Written exercise
Lay out the entire listing below as a numbered list with blank lines omitted, and leave the pictures out of your answer.

--

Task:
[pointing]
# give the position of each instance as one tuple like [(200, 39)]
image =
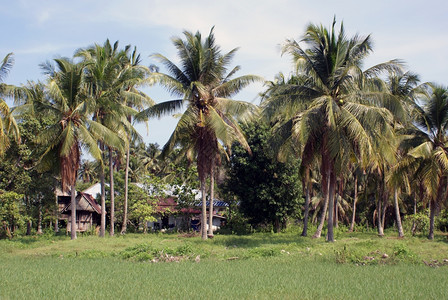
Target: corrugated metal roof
[(216, 203)]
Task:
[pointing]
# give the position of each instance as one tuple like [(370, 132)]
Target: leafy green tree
[(7, 122), (11, 214), (205, 84), (328, 111), (112, 77), (431, 154), (269, 191), (72, 129)]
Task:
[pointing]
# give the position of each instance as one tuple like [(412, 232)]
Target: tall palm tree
[(112, 77), (402, 89), (7, 121), (432, 152), (72, 129), (326, 111), (205, 83)]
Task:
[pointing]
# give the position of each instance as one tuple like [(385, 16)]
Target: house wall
[(84, 222)]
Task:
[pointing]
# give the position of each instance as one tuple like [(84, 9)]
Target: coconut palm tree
[(72, 130), (328, 111), (204, 82), (432, 152), (112, 76), (7, 121)]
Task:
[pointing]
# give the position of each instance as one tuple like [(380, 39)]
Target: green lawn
[(259, 266)]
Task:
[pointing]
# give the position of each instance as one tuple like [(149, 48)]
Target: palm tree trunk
[(112, 194), (383, 214), (325, 191), (432, 212), (332, 180), (125, 208), (414, 224), (73, 212), (56, 214), (212, 195), (355, 199), (379, 210), (103, 203), (397, 214), (39, 216), (306, 188), (204, 209), (433, 206)]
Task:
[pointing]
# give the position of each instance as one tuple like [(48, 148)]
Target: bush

--

Reply to the task
1. Task:
2. [pointing]
3. # give the position of each instance as one tuple like [(200, 39)]
4. image =
5. Target: corrugated metal roof
6. [(216, 203)]
7. Task:
8. [pointing]
9. # give the position of each instance as one tuple like [(370, 132)]
10. Target: leafy green tree
11. [(7, 122), (11, 214), (205, 84), (328, 111), (112, 77), (431, 154), (269, 191), (72, 129)]
12. Task:
13. [pointing]
14. # give the position of each instance as one tuple like [(412, 232)]
15. Target: tall palm tree
16. [(112, 77), (402, 89), (7, 121), (432, 152), (72, 129), (326, 111), (205, 83)]
17. Task:
18. [pointing]
19. # give the position of each instance as one tuple like [(385, 16)]
20. Target: house wall
21. [(84, 222)]
22. Task:
23. [pointing]
24. # give the position of each instance as one tuple like [(84, 9)]
25. Target: coconut palm tree
26. [(72, 130), (328, 111), (204, 82), (432, 152), (112, 76), (7, 121)]
27. Task:
28. [pointing]
29. # give the position of each instance as one tuple like [(380, 39)]
30. Target: green lawn
31. [(259, 266)]
32. Task:
33. [pointing]
34. # give the position of each instance as one tuple like [(149, 48)]
35. Target: palm tree trunk
36. [(112, 194), (383, 214), (325, 191), (432, 212), (332, 180), (125, 208), (414, 224), (73, 212), (56, 214), (212, 195), (355, 199), (379, 210), (103, 203), (397, 214), (39, 216), (306, 188), (204, 209), (433, 206)]
37. Task:
38. [pointing]
39. # give the position of each instance as one tuple like [(48, 148)]
40. Target: bush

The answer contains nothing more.